> WHAT THE TASK ASKS
Starting at the line that holds "Where can you find the cream", copy every line exactly through the end of the data, and no others.

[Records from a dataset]
^^^^^^^^^^^^^^^^

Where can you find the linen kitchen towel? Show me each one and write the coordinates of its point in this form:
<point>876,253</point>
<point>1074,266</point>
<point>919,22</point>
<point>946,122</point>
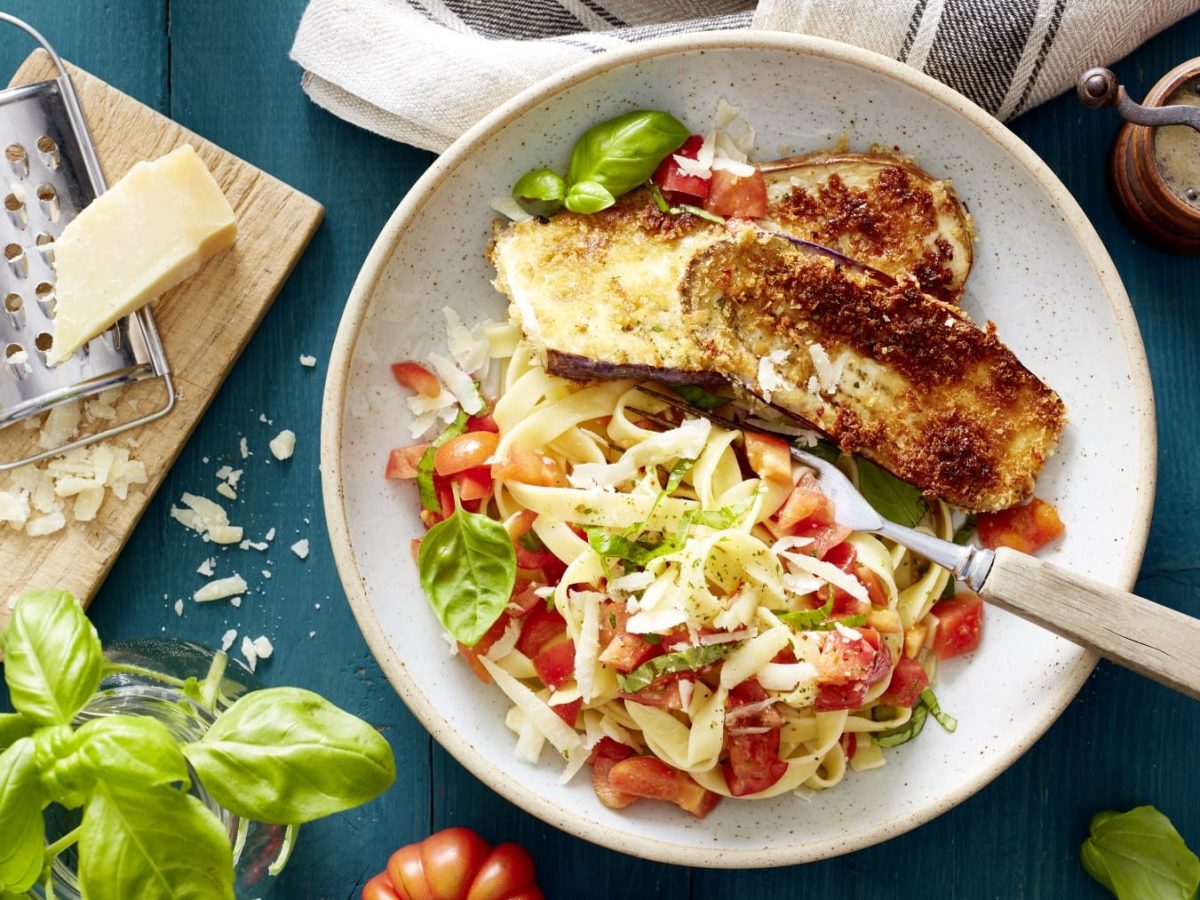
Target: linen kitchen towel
<point>424,71</point>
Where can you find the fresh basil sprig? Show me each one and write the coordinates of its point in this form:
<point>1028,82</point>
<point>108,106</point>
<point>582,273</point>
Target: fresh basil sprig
<point>467,568</point>
<point>1139,856</point>
<point>607,161</point>
<point>143,833</point>
<point>685,660</point>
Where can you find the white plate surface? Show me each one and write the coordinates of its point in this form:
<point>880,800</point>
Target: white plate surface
<point>1041,274</point>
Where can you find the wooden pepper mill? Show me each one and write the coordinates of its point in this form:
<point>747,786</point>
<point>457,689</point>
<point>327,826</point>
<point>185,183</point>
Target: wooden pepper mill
<point>1156,159</point>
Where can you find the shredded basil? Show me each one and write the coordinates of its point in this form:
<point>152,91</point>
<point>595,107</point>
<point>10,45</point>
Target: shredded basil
<point>687,660</point>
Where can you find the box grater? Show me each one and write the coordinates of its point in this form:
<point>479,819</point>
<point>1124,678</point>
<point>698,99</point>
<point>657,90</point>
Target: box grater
<point>48,174</point>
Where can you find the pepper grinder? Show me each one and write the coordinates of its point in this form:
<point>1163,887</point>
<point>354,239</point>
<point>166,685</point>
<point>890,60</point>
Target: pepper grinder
<point>1156,157</point>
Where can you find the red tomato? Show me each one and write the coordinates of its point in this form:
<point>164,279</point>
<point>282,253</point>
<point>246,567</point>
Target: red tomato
<point>417,377</point>
<point>379,888</point>
<point>649,777</point>
<point>540,628</point>
<point>528,468</point>
<point>402,461</point>
<point>909,679</point>
<point>556,664</point>
<point>466,451</point>
<point>1025,528</point>
<point>959,625</point>
<point>769,457</point>
<point>737,197</point>
<point>672,179</point>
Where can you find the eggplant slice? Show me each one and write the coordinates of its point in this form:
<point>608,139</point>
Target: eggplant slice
<point>888,372</point>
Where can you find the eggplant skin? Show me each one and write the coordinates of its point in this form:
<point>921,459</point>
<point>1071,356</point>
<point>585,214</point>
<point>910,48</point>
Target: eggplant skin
<point>880,209</point>
<point>888,372</point>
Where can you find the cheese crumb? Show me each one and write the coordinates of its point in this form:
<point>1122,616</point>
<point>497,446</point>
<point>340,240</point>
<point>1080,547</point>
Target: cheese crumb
<point>221,588</point>
<point>283,444</point>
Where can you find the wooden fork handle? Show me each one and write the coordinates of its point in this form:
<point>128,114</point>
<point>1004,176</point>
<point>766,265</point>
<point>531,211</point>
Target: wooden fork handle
<point>1151,640</point>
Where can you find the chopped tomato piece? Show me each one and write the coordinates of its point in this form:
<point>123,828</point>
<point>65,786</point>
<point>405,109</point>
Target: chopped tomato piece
<point>528,468</point>
<point>469,450</point>
<point>909,679</point>
<point>540,628</point>
<point>769,457</point>
<point>402,461</point>
<point>417,377</point>
<point>556,664</point>
<point>671,177</point>
<point>1025,528</point>
<point>737,197</point>
<point>959,625</point>
<point>649,777</point>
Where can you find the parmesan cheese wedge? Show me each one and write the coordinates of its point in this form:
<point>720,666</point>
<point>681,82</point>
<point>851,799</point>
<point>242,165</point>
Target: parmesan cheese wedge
<point>150,231</point>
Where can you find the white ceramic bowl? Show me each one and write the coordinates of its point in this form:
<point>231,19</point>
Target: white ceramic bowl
<point>1041,274</point>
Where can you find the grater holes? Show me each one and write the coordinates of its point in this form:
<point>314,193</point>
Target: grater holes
<point>49,199</point>
<point>17,160</point>
<point>49,151</point>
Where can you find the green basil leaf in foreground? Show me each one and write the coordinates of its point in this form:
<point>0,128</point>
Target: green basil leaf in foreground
<point>13,726</point>
<point>467,569</point>
<point>155,844</point>
<point>687,660</point>
<point>22,851</point>
<point>425,467</point>
<point>287,756</point>
<point>622,153</point>
<point>1139,856</point>
<point>52,657</point>
<point>891,497</point>
<point>588,197</point>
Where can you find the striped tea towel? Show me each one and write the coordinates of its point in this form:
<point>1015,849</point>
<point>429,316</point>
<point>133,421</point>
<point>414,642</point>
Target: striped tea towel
<point>424,71</point>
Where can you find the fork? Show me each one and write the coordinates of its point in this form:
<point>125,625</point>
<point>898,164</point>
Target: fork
<point>1149,639</point>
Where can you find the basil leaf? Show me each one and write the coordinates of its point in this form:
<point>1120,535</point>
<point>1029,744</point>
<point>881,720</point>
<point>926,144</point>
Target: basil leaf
<point>588,197</point>
<point>930,701</point>
<point>467,568</point>
<point>701,399</point>
<point>287,756</point>
<point>52,657</point>
<point>1139,856</point>
<point>891,497</point>
<point>425,486</point>
<point>155,844</point>
<point>623,153</point>
<point>13,726</point>
<point>540,192</point>
<point>687,660</point>
<point>22,852</point>
<point>906,732</point>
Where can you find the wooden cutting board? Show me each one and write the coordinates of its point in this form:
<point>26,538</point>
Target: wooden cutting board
<point>204,324</point>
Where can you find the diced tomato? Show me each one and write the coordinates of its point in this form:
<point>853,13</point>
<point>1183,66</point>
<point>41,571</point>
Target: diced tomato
<point>909,679</point>
<point>484,421</point>
<point>649,777</point>
<point>540,628</point>
<point>769,457</point>
<point>568,712</point>
<point>469,450</point>
<point>402,461</point>
<point>671,177</point>
<point>753,763</point>
<point>556,664</point>
<point>1025,528</point>
<point>959,625</point>
<point>737,197</point>
<point>417,378</point>
<point>528,468</point>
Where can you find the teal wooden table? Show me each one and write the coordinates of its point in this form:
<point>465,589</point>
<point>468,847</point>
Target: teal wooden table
<point>221,69</point>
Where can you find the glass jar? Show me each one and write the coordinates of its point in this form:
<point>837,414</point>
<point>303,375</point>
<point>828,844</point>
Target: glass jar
<point>147,678</point>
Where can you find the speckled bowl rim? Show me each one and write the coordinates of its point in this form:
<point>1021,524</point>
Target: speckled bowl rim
<point>375,268</point>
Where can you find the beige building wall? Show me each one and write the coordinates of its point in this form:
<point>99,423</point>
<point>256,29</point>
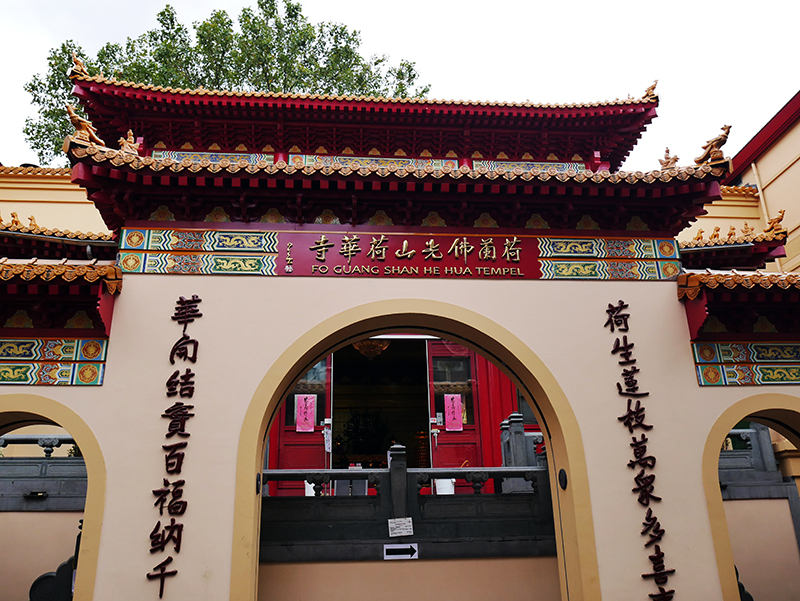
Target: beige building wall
<point>765,548</point>
<point>51,198</point>
<point>513,578</point>
<point>250,323</point>
<point>33,543</point>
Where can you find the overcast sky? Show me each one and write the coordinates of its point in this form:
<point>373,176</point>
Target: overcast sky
<point>717,63</point>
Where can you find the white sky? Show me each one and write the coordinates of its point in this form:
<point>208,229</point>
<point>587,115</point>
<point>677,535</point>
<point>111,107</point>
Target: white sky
<point>717,63</point>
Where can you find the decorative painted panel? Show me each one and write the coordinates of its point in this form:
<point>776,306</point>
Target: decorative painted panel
<point>435,253</point>
<point>58,361</point>
<point>746,363</point>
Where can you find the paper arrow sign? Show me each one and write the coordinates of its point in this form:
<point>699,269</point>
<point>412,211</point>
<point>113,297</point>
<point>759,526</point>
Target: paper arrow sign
<point>407,551</point>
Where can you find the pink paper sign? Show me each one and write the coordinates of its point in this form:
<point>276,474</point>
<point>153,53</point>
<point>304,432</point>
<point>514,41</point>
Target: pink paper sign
<point>305,410</point>
<point>452,413</point>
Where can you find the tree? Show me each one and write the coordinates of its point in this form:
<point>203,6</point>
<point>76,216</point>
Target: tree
<point>274,49</point>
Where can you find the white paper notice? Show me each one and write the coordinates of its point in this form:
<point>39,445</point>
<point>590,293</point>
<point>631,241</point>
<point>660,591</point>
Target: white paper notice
<point>401,527</point>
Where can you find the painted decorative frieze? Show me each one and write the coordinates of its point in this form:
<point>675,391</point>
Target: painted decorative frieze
<point>435,253</point>
<point>746,363</point>
<point>43,361</point>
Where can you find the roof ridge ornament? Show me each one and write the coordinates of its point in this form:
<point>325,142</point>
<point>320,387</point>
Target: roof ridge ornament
<point>78,69</point>
<point>650,92</point>
<point>84,130</point>
<point>668,162</point>
<point>711,149</point>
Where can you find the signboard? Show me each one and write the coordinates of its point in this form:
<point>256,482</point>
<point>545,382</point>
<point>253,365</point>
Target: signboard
<point>406,551</point>
<point>453,413</point>
<point>401,527</point>
<point>305,406</point>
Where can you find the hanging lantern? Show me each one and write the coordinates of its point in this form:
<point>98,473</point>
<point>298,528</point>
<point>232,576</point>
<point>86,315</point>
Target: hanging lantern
<point>371,348</point>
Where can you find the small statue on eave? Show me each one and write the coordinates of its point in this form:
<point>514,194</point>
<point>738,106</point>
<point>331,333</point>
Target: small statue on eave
<point>128,144</point>
<point>650,92</point>
<point>84,130</point>
<point>774,224</point>
<point>711,149</point>
<point>78,68</point>
<point>668,162</point>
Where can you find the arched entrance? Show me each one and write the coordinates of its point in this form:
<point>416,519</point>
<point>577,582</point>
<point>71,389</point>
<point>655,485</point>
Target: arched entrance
<point>779,412</point>
<point>574,529</point>
<point>18,410</point>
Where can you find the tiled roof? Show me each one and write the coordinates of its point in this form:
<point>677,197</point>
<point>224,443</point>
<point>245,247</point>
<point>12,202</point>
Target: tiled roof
<point>690,284</point>
<point>751,191</point>
<point>749,238</point>
<point>34,170</point>
<point>80,150</point>
<point>652,99</point>
<point>38,231</point>
<point>110,275</point>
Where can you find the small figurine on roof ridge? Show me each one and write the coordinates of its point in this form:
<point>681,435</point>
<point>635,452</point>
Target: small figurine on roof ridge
<point>774,224</point>
<point>128,144</point>
<point>668,162</point>
<point>78,68</point>
<point>650,92</point>
<point>711,149</point>
<point>84,130</point>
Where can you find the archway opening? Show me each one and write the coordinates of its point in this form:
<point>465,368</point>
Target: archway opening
<point>43,486</point>
<point>576,554</point>
<point>755,509</point>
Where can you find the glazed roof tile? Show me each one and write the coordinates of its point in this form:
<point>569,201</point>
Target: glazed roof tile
<point>690,284</point>
<point>34,170</point>
<point>66,234</point>
<point>652,99</point>
<point>110,275</point>
<point>722,242</point>
<point>80,150</point>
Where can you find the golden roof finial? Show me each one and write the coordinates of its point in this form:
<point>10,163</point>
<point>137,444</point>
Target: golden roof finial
<point>711,149</point>
<point>78,69</point>
<point>84,130</point>
<point>774,224</point>
<point>668,162</point>
<point>128,144</point>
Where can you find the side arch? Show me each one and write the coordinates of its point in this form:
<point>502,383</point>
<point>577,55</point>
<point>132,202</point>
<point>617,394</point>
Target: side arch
<point>578,570</point>
<point>18,410</point>
<point>781,412</point>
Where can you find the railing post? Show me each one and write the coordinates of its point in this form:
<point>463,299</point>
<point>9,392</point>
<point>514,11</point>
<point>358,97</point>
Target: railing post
<point>398,478</point>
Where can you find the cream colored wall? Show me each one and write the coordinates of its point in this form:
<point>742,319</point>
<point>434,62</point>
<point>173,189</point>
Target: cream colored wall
<point>33,543</point>
<point>765,548</point>
<point>53,200</point>
<point>777,173</point>
<point>249,322</point>
<point>512,578</point>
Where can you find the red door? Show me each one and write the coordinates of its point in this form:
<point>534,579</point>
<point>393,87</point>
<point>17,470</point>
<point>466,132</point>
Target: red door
<point>290,449</point>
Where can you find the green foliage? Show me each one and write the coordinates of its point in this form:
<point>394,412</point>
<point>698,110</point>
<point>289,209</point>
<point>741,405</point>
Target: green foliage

^^^^^^^^^^^^^^^^

> REPLY
Where can you find the cream colored wall? Show me each one and write the coordinates of its point in this form:
<point>742,319</point>
<point>434,62</point>
<point>173,189</point>
Target: cream colored wall
<point>33,543</point>
<point>765,548</point>
<point>53,200</point>
<point>777,173</point>
<point>249,322</point>
<point>512,578</point>
Where can you find the red door? Show me each one and write the coordinates of its point in this form:
<point>534,579</point>
<point>393,87</point>
<point>17,470</point>
<point>466,132</point>
Target: red door
<point>290,449</point>
Where can you find the green foliage? Show me each one and write the coordinates of its point in this form:
<point>394,412</point>
<point>698,110</point>
<point>289,209</point>
<point>741,405</point>
Target: green foliage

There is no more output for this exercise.